» Selected text
<<<<

Wind farm with wind turbines


Today on the 15th of June, we celebrate Global Wind Day. This day celebrates the power and possibilities that wind energy provides to not only reshape energy systems, and decarbonise economies, but also to boost jobs and growth. It’s also a day for people to learn more about wind and this important source of energy.

The first Wind Day was held in 2007 and was organised by the European Wind Energy Association (EWEA). In 2009 the EWEA joined forces with the Global Wind Energy Council (GWEC) and made it a worldwide event. In recent years, WindEurope and the GWEC have organized the day together.

From a gentle cooling breeze to the howling gusts encountered during a storm, wind is a familiar and common phenomenon. Sometimes the wind can ruin a perfectly beautiful day. Wind also causes dust and debris to fly around and can lead to soil erosion. Strong winds can knock down trees and causes other types of damage to structures. But winds also bring with it energy, and an affordable energy type that can be harnessed using wind turbines. More and more companies are turning to clean, reliable and cost-effective wind energy to power their businesses.

Why wind?

The wind industry can help to deliver jobs, clean and affordable power and energy security needed for a sustainable economic recovery.

The wind industry is part of a vital push to renew the world’s energy infrastructure and focus. Creating sufficient clean generation capacity and a flexible power grid that is ready for zero-carbon renewable energy are fundamental building blocks for wider economic recovery.

Wind energy is at the heart of the energy transition, a necessary shift to a sustainable future for our society. Prior to COVID-19, global progress had been made towards implementing the Paris Accord to prevent damaging and irreversible climate change. The pandemic has created a temporary reduction in carbon emissions, but experience shows that these will quickly bounce back and it is vital that we redouble efforts to fix climate change for good. Putting wind energy investment at the centre of economic recovery and growth plans will assist in this regard.

>>>>

» Data
<<<<

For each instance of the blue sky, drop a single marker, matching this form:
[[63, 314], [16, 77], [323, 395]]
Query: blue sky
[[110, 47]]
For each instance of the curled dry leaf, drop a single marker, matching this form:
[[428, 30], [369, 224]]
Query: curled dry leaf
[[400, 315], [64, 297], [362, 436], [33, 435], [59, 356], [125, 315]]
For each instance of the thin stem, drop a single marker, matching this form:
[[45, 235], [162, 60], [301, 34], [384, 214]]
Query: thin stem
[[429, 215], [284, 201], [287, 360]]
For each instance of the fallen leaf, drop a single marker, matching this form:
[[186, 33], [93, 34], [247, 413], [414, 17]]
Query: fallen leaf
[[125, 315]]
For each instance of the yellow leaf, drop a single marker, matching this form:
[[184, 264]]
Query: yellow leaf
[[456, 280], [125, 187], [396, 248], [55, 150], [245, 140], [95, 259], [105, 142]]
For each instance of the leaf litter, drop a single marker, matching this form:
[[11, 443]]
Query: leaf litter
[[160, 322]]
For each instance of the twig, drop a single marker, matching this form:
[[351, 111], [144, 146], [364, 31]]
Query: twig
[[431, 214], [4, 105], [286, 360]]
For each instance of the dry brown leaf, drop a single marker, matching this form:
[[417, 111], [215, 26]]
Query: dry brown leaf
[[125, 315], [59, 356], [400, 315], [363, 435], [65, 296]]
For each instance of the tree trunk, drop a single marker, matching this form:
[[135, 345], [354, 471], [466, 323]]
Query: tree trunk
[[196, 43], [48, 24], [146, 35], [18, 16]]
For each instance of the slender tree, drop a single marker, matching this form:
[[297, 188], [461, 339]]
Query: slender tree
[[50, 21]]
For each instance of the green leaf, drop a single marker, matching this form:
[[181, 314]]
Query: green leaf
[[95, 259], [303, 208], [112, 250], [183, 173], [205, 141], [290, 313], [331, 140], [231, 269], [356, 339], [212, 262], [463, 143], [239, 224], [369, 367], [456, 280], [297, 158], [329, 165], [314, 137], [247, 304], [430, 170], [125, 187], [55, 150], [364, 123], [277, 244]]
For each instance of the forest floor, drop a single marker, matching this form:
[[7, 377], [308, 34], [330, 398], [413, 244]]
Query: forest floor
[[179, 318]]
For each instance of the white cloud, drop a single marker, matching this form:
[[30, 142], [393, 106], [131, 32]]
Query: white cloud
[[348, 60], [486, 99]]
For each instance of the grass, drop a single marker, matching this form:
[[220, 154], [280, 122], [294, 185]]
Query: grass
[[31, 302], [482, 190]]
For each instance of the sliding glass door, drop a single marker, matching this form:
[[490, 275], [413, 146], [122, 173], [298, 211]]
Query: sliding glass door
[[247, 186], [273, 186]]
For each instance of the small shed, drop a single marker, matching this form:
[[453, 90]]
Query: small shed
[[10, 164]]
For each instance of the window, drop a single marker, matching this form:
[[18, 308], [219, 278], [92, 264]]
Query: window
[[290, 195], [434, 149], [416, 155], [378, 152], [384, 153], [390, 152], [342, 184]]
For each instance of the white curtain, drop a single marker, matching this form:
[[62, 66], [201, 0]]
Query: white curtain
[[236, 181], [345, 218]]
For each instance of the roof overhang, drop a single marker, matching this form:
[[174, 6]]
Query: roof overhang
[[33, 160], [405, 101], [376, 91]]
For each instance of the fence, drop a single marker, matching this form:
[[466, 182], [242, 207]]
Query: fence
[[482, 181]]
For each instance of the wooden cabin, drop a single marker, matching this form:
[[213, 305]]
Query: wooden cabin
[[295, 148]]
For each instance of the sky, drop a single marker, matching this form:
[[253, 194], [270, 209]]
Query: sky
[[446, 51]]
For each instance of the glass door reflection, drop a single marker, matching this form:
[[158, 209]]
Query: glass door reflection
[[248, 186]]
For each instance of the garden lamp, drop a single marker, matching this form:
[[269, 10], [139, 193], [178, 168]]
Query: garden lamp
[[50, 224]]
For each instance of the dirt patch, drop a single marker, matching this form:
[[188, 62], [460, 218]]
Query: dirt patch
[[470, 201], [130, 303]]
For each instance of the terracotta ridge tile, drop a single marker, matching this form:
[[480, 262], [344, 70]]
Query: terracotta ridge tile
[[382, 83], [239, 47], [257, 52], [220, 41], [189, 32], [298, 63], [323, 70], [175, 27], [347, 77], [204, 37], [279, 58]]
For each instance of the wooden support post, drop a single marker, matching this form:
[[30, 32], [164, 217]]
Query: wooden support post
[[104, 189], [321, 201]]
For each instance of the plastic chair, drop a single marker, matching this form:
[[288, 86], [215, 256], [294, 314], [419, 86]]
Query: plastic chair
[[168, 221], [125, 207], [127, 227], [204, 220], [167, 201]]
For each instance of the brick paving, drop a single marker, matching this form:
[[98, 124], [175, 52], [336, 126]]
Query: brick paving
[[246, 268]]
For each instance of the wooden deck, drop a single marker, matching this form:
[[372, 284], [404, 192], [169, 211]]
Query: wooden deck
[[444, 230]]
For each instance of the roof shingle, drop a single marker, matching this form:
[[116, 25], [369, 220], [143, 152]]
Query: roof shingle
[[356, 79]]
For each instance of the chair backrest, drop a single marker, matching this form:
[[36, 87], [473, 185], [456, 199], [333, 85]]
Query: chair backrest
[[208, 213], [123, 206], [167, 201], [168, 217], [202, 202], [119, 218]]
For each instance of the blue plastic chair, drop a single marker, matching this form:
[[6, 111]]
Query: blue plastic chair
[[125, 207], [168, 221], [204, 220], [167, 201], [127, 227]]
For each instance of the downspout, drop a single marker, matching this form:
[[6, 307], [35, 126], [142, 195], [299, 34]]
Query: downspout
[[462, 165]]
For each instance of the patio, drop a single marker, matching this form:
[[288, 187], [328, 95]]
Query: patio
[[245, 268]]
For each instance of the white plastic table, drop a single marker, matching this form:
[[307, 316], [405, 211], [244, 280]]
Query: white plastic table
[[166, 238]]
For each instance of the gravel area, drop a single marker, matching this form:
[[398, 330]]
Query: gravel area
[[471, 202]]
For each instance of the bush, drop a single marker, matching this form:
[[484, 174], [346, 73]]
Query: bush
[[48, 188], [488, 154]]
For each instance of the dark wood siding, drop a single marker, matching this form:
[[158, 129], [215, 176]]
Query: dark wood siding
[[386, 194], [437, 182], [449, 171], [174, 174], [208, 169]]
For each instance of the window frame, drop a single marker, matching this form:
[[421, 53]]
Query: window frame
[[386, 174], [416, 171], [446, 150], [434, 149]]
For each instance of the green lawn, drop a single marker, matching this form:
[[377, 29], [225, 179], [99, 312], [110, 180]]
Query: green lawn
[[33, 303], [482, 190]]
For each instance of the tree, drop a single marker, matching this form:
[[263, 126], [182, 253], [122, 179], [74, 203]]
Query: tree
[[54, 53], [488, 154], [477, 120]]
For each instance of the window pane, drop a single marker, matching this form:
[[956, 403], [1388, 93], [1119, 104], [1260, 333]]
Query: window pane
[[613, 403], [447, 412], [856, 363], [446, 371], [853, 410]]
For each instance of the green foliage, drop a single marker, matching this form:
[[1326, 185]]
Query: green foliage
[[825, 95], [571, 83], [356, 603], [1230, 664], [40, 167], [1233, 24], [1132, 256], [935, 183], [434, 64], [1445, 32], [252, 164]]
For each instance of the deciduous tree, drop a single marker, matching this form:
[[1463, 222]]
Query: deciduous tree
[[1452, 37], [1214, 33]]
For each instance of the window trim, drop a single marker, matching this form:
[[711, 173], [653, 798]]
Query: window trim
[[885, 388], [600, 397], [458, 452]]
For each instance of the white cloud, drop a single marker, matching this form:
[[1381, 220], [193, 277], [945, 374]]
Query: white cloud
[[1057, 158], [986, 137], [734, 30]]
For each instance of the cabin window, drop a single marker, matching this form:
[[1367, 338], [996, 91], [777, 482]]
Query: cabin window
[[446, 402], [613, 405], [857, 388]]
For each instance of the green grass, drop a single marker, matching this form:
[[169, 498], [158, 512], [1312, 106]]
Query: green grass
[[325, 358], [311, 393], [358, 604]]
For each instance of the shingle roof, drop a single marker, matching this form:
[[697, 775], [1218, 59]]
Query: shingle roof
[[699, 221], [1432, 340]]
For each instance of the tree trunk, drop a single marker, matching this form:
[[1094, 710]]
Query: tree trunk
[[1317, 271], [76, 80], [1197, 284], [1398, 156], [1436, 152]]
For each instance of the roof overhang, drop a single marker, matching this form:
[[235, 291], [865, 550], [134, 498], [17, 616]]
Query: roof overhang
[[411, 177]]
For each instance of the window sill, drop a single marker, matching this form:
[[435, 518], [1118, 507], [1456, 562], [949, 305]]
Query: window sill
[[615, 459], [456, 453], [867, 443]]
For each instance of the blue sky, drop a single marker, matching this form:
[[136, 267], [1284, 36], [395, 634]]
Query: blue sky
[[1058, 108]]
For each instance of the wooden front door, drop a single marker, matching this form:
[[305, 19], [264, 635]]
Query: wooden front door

>>>>

» Explore the material
1 > In the Global Wind Day text, which organization did the EWEA join with in 2009 to make the day a worldwide event?
2 > Reproduce the Global Wind Day text word for word from "The wind industry is" up to and including "wider economic recovery.".

» Your written answers
1 > The Global Wind Energy Council (GWEC).

2 >
The wind industry is part of a vital push to renew the world’s energy infrastructure and focus. Creating sufficient clean generation capacity and a flexible power grid that is ready for zero-carbon renewable energy are fundamental building blocks for wider economic recovery.